Your task —
Rewrite the records starting with the line containing "necktie, that would help a great deal." and going on through the line containing "249], [566, 237]]", keeping the requests as they are but scaling every coordinate in the answers by 0.6 and rounding to whole numbers, with halves rounded up. Omit the pictures from your reply.

[Contour labeling items]
════════
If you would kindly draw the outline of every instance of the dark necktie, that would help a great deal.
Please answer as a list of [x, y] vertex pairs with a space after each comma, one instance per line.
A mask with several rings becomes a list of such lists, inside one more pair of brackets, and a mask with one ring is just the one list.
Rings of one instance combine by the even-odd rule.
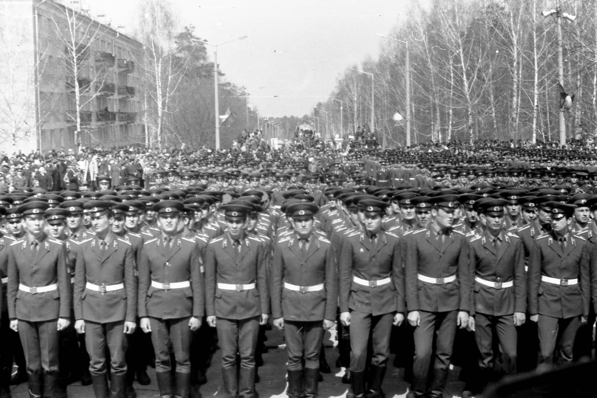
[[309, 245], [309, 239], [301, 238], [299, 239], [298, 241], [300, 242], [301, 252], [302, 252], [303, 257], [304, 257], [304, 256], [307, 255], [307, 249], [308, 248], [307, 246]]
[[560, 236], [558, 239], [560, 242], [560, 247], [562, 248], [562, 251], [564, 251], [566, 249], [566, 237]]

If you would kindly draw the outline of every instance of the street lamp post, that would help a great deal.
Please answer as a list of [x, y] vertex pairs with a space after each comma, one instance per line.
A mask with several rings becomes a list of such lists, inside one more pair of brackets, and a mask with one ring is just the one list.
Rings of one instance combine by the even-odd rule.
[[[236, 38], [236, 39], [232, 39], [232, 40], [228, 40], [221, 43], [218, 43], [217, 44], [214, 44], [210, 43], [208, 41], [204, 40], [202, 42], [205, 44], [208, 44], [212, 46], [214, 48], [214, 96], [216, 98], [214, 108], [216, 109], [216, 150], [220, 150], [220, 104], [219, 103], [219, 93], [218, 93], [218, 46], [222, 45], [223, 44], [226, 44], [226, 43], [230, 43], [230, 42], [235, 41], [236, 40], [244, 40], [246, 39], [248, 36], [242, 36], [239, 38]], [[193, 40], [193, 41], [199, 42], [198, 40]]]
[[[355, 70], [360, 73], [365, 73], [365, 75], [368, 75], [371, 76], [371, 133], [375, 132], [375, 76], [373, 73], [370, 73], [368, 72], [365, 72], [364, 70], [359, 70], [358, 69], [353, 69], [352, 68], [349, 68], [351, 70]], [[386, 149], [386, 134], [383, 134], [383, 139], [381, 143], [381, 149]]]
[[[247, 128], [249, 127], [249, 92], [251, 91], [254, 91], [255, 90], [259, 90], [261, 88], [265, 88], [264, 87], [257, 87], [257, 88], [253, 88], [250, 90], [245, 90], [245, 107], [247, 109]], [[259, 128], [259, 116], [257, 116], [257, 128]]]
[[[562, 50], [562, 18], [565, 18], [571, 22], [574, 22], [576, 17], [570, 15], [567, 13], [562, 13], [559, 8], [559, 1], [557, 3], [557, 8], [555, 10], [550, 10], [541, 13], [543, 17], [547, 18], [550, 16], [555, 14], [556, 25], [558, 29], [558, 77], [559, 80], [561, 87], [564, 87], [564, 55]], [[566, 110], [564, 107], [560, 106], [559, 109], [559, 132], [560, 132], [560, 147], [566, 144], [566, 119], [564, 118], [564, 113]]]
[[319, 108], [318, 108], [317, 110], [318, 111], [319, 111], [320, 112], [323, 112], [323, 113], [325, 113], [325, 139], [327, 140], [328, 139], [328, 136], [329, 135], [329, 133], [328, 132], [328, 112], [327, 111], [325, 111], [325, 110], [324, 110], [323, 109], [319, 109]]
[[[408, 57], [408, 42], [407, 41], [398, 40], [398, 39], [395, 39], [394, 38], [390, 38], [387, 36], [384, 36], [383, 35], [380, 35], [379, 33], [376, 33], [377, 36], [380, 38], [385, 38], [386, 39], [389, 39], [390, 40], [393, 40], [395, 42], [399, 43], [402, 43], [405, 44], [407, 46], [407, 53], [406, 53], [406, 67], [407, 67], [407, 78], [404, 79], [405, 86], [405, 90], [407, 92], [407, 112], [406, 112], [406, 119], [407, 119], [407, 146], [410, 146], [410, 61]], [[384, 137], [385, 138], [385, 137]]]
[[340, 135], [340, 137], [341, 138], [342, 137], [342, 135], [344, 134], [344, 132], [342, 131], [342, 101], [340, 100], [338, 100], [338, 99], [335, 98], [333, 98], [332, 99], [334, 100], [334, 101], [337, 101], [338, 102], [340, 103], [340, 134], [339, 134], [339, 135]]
════════
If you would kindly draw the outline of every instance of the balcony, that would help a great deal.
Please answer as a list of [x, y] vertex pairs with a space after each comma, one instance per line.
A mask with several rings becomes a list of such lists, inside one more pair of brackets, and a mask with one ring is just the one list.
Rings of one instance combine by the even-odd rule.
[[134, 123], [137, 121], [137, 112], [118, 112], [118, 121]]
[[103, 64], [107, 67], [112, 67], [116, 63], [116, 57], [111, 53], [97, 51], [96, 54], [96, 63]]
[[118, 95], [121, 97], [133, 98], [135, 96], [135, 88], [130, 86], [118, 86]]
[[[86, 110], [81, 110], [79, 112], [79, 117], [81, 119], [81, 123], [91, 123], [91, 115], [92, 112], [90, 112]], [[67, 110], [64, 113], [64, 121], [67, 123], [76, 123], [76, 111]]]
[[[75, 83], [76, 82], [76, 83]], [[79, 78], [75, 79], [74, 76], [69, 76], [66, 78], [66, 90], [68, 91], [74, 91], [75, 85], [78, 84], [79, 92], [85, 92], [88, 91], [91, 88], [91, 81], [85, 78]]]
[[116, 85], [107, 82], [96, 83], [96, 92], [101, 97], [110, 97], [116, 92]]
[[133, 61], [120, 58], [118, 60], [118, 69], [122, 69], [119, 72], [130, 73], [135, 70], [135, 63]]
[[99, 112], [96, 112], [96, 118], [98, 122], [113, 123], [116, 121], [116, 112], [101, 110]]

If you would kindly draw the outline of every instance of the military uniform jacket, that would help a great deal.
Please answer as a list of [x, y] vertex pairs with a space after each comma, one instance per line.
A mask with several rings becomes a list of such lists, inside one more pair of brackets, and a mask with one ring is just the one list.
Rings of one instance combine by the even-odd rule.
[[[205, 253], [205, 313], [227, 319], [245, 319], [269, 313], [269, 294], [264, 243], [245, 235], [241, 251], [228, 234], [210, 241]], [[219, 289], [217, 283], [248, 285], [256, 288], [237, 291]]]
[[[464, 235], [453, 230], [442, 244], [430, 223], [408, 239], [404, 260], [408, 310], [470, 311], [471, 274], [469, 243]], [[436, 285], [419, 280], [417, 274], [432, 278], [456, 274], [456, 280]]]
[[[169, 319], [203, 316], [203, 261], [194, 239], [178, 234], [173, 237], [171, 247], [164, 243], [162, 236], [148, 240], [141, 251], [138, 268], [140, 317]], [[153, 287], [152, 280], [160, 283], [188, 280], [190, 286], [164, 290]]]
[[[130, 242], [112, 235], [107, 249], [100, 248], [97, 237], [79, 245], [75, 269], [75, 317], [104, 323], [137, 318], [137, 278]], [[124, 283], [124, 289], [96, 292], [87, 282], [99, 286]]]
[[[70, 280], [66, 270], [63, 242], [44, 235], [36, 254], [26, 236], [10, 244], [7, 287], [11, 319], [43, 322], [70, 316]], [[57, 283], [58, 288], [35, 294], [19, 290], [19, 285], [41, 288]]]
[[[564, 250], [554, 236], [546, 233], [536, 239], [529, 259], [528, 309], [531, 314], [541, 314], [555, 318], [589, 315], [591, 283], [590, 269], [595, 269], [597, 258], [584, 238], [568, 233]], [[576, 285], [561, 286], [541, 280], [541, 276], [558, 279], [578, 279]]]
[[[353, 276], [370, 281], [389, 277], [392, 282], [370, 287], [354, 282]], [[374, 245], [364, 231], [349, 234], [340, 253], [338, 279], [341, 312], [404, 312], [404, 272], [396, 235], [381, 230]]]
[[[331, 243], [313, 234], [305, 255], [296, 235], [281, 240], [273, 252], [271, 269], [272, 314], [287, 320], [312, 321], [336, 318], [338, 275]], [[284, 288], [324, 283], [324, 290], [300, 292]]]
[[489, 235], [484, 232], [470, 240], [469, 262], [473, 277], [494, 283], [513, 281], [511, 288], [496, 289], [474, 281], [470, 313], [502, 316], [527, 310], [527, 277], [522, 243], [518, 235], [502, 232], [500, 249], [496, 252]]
════════
Answer to this exercise —
If you would kindly draw the outline of every instance of the dark necktie, that would help a great deal.
Please answer as a list of [x, y] vertex pairs with a space after each comma, one instance per line.
A mask with several rings becomes a list of such lists, inside one more pair of brackets, and a mask with one ring is just the one list.
Rings of one instance combine by the even-odd rule.
[[185, 147], [185, 143], [181, 143], [179, 143], [179, 145], [180, 145], [181, 151], [181, 151], [182, 154], [182, 154], [182, 154], [184, 153], [184, 149], [185, 149], [184, 148]]
[[336, 142], [335, 143], [336, 145], [336, 148], [337, 149], [337, 151], [338, 151], [340, 149], [340, 142]]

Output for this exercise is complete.